> Directive
Find "Mark each instance of the fire truck door" in the material below, then copy that line and every subsequent line to the end, exactly.

> Data excerpts
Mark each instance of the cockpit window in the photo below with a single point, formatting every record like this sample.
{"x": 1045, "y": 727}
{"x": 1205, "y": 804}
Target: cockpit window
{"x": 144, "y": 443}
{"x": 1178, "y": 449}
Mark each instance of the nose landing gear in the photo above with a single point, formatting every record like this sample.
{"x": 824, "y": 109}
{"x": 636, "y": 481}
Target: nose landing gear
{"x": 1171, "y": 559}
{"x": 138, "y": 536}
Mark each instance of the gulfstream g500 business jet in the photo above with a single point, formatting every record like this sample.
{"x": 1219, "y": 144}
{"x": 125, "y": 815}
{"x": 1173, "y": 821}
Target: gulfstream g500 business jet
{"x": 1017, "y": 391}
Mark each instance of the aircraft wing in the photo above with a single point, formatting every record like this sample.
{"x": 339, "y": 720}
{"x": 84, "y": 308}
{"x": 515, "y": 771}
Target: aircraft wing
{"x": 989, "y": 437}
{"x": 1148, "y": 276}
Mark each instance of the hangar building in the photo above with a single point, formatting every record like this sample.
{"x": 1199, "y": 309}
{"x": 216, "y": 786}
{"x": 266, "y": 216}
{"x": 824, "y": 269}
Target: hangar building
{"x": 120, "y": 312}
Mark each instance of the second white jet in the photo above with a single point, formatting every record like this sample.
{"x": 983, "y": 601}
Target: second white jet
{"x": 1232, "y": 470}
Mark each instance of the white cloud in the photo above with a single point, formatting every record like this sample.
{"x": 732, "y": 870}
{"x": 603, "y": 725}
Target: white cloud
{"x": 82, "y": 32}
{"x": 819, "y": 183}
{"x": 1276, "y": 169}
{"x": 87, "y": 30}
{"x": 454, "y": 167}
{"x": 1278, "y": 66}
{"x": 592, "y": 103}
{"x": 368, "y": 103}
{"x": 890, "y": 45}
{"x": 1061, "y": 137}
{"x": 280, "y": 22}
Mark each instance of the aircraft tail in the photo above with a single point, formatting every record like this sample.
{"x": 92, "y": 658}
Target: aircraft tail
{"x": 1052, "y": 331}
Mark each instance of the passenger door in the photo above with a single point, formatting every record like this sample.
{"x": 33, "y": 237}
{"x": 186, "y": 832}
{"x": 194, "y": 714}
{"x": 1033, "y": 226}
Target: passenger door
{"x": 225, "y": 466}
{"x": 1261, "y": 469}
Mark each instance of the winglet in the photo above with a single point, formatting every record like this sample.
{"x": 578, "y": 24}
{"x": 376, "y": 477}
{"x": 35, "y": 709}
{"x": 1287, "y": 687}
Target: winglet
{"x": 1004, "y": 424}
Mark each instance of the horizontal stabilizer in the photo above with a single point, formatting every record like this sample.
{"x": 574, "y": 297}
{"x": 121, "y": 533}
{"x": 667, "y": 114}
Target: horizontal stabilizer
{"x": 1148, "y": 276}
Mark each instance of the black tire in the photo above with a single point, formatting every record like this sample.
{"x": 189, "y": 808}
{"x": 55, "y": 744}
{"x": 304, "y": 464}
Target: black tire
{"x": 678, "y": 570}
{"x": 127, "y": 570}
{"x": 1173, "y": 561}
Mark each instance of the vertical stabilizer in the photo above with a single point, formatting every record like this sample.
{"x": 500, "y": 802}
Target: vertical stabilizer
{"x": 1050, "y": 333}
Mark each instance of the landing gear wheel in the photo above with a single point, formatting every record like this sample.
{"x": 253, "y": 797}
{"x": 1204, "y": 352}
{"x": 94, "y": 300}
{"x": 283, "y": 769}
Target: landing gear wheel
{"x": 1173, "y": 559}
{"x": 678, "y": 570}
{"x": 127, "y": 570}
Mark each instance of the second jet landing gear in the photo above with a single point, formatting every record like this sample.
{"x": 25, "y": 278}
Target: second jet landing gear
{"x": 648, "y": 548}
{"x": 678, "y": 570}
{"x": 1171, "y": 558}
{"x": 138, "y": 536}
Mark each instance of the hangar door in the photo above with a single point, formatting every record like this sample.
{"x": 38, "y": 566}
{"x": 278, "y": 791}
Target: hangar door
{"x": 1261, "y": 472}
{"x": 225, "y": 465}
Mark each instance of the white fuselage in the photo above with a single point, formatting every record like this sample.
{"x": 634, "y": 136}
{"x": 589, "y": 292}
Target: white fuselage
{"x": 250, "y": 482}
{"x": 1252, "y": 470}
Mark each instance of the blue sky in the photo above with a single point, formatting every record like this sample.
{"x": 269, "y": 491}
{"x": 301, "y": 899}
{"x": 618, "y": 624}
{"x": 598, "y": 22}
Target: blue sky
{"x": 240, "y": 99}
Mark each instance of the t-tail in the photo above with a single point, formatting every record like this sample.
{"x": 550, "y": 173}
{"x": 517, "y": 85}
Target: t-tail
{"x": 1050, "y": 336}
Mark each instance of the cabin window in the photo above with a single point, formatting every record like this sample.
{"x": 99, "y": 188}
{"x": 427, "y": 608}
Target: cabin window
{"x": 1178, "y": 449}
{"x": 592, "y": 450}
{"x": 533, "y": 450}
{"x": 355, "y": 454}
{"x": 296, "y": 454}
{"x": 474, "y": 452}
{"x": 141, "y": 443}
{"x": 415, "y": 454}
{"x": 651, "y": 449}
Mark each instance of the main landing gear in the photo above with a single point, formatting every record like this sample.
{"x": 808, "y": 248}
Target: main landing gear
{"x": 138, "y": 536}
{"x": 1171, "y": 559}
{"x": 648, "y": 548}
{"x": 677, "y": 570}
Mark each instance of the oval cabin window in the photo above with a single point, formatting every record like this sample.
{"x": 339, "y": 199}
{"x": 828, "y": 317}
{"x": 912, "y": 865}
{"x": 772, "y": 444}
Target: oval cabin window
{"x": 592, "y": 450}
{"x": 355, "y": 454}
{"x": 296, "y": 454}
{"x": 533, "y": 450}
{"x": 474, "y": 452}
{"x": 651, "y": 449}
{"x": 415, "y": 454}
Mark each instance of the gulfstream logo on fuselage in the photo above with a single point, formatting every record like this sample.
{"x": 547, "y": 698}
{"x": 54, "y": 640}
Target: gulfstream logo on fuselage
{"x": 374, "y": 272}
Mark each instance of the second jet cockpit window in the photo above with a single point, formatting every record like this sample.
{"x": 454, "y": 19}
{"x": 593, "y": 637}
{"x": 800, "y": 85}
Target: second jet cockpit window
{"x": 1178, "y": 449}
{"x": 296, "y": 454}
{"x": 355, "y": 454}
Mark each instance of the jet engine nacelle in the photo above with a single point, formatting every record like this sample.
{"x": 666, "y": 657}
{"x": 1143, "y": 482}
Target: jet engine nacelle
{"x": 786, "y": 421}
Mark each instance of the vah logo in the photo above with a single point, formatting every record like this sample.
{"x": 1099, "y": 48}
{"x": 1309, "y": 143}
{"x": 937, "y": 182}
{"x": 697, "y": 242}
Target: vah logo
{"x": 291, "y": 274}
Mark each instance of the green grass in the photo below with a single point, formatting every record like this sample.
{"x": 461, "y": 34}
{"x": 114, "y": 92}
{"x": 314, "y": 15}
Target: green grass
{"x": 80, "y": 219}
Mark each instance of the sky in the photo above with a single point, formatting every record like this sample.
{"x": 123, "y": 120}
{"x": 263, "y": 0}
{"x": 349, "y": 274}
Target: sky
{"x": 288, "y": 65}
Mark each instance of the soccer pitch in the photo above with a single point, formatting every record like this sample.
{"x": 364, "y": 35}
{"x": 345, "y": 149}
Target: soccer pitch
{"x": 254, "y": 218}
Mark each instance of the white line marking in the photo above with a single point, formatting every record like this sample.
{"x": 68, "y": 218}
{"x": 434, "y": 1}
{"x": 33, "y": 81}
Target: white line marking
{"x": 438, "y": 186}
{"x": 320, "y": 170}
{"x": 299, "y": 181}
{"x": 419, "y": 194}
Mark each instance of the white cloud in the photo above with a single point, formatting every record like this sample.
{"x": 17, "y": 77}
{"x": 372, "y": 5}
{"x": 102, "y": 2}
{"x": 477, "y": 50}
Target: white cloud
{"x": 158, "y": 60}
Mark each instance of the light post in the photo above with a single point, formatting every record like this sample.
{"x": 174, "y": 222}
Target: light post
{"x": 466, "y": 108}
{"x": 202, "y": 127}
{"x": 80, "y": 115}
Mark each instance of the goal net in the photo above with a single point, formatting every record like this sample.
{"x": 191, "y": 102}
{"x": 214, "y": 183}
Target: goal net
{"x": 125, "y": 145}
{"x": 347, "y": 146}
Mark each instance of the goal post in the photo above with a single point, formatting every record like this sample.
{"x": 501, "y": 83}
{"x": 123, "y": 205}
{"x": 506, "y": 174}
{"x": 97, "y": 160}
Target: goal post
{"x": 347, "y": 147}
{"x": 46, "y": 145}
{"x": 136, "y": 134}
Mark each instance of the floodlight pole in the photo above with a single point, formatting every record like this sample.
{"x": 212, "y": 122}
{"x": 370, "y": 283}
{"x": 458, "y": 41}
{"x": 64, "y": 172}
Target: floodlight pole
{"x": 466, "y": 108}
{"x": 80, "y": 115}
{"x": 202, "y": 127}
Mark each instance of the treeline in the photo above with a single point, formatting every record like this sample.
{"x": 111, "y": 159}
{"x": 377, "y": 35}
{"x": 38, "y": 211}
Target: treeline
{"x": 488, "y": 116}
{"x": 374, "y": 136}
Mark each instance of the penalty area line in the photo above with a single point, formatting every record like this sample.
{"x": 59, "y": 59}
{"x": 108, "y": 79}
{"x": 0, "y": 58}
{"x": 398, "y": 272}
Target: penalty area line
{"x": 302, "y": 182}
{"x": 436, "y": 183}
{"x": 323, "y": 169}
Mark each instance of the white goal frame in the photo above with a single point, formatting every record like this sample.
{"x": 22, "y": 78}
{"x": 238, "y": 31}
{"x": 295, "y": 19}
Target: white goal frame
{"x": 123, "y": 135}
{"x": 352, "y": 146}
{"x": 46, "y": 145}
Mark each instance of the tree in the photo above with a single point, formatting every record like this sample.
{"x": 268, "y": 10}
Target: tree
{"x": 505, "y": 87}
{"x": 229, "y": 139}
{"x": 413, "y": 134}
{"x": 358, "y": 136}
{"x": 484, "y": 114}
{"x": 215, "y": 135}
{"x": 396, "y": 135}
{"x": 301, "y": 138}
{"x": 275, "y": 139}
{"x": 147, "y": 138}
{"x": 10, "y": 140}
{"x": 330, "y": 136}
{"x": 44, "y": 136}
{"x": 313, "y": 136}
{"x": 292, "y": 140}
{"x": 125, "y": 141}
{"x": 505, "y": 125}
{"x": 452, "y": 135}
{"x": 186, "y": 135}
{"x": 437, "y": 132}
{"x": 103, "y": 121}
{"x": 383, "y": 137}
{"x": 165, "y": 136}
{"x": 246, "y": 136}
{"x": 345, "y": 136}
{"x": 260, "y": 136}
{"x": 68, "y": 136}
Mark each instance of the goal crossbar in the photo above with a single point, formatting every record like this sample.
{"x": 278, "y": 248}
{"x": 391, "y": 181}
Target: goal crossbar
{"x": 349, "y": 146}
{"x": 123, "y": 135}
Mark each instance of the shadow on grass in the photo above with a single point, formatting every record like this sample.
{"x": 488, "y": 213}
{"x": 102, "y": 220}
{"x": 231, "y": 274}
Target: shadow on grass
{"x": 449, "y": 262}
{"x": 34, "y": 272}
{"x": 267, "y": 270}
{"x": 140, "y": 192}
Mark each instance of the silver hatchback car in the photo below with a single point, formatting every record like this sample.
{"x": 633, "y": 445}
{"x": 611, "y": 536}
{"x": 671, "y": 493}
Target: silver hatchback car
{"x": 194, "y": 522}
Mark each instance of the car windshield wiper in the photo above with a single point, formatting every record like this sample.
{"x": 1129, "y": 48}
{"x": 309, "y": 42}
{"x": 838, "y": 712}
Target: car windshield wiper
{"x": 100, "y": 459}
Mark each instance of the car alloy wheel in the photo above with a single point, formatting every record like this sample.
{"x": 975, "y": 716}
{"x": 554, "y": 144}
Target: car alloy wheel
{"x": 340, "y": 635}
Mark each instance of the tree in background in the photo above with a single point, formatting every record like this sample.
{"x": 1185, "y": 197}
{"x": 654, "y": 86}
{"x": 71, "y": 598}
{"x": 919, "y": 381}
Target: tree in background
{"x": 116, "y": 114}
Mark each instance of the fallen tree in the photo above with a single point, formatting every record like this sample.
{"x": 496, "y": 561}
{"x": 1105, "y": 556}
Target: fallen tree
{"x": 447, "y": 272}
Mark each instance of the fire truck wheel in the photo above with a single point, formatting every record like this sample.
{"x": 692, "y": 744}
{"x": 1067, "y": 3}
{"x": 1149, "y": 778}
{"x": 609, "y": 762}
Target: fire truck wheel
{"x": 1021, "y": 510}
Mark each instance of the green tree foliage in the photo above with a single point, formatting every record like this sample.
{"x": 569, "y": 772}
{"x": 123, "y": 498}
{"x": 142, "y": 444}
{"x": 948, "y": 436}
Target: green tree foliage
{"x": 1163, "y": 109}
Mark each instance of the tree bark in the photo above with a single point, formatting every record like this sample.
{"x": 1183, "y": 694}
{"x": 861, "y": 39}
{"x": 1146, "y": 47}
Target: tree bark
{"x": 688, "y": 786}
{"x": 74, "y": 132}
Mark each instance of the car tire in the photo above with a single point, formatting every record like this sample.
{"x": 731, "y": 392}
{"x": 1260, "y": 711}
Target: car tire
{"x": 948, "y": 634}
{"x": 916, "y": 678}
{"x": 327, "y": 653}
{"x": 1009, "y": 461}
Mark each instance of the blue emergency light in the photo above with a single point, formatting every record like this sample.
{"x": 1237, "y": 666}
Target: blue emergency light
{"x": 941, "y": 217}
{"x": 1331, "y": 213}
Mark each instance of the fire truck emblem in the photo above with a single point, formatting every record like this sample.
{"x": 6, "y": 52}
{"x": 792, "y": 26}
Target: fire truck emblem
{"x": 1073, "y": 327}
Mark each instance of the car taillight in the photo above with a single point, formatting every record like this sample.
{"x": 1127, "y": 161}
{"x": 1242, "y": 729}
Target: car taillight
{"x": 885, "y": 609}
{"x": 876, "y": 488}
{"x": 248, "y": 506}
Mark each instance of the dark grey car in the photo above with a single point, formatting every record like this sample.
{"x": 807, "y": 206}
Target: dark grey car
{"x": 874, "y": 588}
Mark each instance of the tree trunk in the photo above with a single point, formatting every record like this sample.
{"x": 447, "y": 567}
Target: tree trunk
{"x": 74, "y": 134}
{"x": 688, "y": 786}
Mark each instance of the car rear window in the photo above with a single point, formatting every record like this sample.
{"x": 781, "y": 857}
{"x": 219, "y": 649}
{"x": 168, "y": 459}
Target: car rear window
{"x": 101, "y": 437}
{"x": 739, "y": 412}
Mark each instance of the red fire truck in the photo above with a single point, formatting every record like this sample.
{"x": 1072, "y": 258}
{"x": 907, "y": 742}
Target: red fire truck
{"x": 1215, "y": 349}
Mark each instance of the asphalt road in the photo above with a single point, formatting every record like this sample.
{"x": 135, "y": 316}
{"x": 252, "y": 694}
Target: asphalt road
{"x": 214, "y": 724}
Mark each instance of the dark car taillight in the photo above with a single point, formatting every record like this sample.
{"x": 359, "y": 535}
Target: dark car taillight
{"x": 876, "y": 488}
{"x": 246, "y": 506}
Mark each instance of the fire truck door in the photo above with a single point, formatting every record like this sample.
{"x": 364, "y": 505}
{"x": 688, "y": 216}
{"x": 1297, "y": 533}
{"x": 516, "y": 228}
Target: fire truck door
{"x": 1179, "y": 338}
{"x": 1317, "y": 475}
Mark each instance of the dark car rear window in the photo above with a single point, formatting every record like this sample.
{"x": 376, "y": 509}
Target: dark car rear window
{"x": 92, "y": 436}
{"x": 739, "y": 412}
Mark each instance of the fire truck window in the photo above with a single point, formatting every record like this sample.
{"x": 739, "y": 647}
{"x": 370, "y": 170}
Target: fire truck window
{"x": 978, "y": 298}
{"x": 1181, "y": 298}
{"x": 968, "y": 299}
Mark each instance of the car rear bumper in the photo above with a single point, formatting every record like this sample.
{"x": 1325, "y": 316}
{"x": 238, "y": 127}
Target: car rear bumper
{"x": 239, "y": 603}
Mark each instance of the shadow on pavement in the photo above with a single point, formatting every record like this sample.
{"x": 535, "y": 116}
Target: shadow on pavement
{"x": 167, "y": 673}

> Written response
Mark each instance of the fire truck door in the photo above with a single point, formatting every record like this sample.
{"x": 364, "y": 505}
{"x": 688, "y": 216}
{"x": 1297, "y": 533}
{"x": 516, "y": 228}
Target: fire truck door
{"x": 1179, "y": 338}
{"x": 1317, "y": 475}
Mark each instance of the dark car rear window in the photo above with a single point, formatting every record like this sample.
{"x": 376, "y": 509}
Target: dark car rear window
{"x": 92, "y": 436}
{"x": 739, "y": 412}
Mark each instance of the fire truck window in the photo above with a single point, formatting every record like this sample.
{"x": 739, "y": 647}
{"x": 370, "y": 170}
Target: fire truck window
{"x": 978, "y": 298}
{"x": 1181, "y": 298}
{"x": 968, "y": 299}
Mark each instance of the car rear bumper in the photo above with a single point, formatting every record like this sample.
{"x": 1325, "y": 316}
{"x": 238, "y": 127}
Target: car rear bumper
{"x": 239, "y": 603}
Mark each instance of the shadow on pavement in the photo above with a single point, formatting every record like this sample.
{"x": 535, "y": 116}
Target: shadow on pavement
{"x": 167, "y": 673}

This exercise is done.